In the records below, reproduce word for word the lines that begin with the line containing "the orange warning" and end with the line containing "[[1060, 307], [233, 301]]", including both of those lines.

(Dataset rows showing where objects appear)
■ ■ ■ ■ ■
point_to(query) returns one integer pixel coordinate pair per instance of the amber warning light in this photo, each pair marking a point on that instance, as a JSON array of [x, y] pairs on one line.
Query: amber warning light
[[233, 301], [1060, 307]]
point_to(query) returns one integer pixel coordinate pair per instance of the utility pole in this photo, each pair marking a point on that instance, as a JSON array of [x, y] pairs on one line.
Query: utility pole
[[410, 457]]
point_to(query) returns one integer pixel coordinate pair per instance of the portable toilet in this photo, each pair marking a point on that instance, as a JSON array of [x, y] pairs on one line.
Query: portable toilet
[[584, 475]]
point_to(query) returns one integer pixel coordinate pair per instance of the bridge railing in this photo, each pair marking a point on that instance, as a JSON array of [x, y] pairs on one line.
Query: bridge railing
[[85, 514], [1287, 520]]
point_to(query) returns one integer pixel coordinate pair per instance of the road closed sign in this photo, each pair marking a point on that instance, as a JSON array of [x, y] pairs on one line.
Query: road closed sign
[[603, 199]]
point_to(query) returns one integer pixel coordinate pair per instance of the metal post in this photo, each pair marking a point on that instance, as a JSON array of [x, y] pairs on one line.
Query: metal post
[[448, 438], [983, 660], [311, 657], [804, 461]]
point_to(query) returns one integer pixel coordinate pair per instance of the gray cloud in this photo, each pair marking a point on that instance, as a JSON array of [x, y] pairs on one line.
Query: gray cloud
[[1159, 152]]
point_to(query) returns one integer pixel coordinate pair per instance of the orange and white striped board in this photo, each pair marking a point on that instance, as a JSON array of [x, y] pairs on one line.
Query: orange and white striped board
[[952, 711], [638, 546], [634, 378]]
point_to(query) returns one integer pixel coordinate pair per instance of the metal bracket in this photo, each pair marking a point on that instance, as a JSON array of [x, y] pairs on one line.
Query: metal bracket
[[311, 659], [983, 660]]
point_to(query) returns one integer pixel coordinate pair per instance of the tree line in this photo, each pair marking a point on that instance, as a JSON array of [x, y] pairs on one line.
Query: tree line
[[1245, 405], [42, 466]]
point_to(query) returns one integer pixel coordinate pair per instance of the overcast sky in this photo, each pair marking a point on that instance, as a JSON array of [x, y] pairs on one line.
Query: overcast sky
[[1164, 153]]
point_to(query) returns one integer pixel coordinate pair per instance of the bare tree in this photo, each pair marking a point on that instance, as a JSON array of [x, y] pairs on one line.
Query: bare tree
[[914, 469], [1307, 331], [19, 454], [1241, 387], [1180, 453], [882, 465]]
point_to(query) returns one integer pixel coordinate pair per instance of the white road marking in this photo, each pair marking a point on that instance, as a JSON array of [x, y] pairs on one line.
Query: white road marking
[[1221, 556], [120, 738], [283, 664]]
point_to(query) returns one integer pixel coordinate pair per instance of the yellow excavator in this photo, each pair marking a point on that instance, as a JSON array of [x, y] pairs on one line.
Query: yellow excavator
■ ■ ■ ■ ■
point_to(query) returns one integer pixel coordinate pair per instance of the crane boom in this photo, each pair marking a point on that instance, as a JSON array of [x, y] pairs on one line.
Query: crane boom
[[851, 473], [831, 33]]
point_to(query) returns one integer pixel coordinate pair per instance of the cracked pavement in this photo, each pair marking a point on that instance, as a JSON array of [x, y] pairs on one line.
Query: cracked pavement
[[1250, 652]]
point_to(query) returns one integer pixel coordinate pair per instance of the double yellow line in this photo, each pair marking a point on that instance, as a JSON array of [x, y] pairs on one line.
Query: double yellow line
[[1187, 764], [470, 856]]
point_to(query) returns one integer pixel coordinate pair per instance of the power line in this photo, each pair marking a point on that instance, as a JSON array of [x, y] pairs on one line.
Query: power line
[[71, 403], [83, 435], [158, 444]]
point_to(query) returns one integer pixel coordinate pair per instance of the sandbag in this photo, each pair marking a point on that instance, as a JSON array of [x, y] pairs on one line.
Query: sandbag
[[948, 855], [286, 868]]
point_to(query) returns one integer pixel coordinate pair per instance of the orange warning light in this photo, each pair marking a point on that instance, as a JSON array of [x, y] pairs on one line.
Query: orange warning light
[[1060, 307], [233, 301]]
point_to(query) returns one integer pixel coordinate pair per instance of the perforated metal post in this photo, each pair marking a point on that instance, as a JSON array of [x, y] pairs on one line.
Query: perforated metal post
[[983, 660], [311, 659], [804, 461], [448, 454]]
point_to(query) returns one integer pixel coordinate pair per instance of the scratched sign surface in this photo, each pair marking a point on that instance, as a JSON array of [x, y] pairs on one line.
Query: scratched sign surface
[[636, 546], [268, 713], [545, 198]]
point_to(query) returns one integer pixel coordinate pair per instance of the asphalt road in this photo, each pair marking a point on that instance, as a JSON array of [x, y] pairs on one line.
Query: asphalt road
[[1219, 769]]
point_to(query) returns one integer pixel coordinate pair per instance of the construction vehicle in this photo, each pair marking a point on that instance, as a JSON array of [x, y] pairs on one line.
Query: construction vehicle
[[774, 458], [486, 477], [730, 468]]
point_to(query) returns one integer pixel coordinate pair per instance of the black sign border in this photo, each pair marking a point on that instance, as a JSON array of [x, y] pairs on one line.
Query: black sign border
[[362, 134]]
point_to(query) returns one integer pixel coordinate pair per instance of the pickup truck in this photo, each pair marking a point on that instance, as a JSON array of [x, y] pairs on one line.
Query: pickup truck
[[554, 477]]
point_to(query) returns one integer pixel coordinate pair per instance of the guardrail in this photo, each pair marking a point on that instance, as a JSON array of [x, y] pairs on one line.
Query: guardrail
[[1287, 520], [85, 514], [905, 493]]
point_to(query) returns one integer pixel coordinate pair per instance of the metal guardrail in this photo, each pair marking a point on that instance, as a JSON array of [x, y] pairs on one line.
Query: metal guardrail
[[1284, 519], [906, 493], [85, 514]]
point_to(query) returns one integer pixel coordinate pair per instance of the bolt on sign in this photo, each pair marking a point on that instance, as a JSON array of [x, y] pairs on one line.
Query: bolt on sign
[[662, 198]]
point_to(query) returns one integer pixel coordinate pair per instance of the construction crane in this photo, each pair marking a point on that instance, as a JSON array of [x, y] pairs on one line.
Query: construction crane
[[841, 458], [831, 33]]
■ ■ ■ ■ ■
CORRECT RESULT ::
point_to(query) returns one integer pixel coordinate pair per instance of the orange warning light in this photo, each pair marking a point on that instance, as a JSON array of [x, y] pairs on one line.
Query: orange warning light
[[1060, 307], [233, 301]]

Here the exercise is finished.